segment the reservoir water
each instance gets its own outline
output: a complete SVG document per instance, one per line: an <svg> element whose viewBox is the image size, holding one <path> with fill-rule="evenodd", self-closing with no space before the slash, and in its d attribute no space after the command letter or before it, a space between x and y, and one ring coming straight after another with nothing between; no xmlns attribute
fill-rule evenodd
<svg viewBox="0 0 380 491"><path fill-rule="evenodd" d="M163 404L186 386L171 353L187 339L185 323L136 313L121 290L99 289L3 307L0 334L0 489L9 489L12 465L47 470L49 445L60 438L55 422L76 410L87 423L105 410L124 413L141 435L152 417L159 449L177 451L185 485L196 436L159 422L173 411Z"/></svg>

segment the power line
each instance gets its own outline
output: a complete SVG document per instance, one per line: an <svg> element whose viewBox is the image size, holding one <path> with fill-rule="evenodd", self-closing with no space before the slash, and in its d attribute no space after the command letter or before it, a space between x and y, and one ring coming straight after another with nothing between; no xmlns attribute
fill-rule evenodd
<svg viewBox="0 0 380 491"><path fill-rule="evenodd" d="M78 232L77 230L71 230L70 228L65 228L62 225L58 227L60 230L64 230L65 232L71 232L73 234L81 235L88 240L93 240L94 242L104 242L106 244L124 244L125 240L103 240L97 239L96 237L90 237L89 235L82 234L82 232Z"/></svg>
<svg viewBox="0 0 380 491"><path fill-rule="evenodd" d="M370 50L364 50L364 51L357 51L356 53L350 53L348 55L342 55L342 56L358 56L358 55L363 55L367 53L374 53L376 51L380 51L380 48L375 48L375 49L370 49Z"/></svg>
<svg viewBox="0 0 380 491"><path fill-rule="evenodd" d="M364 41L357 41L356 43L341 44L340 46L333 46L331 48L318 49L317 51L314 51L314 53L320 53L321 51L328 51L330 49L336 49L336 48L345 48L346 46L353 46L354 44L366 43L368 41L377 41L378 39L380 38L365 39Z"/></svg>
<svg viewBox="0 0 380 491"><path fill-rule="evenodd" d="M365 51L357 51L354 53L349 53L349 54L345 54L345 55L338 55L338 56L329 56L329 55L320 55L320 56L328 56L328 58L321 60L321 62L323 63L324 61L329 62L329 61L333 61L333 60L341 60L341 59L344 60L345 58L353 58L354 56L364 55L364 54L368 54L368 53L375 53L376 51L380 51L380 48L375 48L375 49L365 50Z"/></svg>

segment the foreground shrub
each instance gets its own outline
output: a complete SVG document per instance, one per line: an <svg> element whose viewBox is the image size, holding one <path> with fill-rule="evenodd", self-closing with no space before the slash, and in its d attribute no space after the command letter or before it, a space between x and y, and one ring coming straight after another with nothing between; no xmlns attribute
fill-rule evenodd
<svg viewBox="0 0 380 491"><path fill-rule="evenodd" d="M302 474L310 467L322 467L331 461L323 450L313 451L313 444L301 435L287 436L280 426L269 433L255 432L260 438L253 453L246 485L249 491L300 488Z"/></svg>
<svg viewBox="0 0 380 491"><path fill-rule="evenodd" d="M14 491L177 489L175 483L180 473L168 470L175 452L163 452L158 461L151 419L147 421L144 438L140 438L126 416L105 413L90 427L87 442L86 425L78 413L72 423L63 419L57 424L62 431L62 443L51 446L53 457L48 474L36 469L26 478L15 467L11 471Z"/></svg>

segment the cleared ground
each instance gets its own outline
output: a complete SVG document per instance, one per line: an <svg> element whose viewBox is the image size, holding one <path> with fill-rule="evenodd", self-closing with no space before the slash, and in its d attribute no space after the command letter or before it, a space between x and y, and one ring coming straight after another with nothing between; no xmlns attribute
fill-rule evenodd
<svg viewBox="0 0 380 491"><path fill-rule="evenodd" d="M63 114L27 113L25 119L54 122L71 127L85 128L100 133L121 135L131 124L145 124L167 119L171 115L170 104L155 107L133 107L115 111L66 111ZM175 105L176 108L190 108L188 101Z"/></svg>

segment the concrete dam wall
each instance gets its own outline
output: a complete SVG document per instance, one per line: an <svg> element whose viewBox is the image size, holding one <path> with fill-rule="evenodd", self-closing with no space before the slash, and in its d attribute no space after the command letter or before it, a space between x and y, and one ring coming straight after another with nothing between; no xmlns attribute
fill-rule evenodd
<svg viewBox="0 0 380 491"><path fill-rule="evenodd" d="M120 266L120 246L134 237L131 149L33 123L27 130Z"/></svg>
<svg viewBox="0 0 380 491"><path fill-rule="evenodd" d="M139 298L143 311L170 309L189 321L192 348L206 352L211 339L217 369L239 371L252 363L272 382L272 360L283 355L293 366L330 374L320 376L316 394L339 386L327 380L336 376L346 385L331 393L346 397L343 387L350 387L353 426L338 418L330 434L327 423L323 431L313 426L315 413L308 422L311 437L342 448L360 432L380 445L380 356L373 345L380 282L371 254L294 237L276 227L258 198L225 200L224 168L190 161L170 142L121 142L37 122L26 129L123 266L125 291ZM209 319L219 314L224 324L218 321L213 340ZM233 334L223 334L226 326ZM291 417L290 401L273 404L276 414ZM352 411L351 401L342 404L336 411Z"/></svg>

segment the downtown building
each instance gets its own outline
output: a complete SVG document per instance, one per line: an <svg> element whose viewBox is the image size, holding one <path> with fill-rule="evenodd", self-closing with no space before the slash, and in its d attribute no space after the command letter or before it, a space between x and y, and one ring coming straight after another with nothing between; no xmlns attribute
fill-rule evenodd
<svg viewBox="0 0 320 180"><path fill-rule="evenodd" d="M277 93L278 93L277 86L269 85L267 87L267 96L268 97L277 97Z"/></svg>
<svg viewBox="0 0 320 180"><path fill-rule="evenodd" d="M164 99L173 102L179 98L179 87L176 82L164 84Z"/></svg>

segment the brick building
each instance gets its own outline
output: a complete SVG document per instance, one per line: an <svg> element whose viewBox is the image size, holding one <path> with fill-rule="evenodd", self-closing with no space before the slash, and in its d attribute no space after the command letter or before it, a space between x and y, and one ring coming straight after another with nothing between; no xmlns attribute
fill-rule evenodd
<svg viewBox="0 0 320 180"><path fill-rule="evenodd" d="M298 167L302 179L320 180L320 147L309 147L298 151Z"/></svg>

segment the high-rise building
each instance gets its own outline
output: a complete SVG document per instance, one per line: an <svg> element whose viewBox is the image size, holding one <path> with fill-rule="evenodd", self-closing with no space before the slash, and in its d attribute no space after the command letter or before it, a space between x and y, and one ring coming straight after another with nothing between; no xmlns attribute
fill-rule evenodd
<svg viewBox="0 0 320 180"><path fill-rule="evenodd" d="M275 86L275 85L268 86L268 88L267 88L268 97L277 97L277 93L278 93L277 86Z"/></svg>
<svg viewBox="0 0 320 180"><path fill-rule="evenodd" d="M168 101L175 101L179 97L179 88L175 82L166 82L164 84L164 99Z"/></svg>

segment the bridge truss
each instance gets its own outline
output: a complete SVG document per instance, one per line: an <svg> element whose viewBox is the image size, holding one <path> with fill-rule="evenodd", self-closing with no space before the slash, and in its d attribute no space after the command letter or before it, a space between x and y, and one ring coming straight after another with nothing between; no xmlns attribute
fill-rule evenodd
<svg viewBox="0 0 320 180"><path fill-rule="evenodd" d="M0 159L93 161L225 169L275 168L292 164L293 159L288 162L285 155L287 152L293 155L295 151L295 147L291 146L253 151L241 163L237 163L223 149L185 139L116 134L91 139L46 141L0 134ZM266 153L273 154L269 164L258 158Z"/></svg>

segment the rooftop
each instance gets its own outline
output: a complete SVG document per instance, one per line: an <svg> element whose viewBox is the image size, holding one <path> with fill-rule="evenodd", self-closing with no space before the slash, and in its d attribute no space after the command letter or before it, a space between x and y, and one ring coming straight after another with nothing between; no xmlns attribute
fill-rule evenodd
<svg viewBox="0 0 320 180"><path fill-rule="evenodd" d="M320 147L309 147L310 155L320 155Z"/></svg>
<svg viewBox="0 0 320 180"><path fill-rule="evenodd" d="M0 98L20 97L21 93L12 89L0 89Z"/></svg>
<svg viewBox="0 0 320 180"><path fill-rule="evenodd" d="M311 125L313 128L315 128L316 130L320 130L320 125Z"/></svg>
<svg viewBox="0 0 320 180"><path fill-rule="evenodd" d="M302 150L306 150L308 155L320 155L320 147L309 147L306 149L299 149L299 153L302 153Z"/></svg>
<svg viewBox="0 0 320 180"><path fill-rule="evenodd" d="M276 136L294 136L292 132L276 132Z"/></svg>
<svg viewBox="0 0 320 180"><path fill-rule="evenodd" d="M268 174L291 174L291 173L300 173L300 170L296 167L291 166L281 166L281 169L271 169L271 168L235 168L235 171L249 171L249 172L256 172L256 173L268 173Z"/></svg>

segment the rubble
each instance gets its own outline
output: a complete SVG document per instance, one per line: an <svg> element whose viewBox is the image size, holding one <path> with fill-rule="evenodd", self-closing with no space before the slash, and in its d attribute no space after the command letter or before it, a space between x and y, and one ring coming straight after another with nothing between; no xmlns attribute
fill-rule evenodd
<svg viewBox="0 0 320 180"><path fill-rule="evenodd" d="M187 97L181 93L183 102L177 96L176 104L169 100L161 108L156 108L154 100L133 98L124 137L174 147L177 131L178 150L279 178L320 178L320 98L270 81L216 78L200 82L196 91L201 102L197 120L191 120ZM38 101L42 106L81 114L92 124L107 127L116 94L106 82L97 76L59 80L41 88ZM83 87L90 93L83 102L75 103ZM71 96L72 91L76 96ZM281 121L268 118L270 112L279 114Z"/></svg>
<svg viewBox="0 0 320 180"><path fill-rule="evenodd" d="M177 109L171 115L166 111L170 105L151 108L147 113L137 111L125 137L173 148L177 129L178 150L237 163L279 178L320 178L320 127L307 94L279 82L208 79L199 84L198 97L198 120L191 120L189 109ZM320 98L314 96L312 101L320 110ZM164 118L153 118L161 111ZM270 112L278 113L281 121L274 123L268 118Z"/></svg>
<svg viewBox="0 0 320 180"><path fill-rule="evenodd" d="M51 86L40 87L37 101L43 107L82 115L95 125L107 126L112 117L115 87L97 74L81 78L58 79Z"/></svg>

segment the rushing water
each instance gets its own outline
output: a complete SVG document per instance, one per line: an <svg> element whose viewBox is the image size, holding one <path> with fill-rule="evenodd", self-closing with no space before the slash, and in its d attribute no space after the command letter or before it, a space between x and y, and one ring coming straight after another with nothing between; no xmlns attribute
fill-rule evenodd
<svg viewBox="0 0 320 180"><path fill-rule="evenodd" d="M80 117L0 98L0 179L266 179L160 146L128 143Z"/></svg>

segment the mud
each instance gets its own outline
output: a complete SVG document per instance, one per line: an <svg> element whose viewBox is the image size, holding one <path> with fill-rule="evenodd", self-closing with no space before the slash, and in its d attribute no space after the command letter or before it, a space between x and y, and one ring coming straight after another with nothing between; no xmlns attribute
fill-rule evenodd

TASK TO CARRY OUT | Find and copy each line in the material above where the string "water" occurs.

ANSWER FOR THIS EXERCISE |
segment the reservoir water
segment the rushing water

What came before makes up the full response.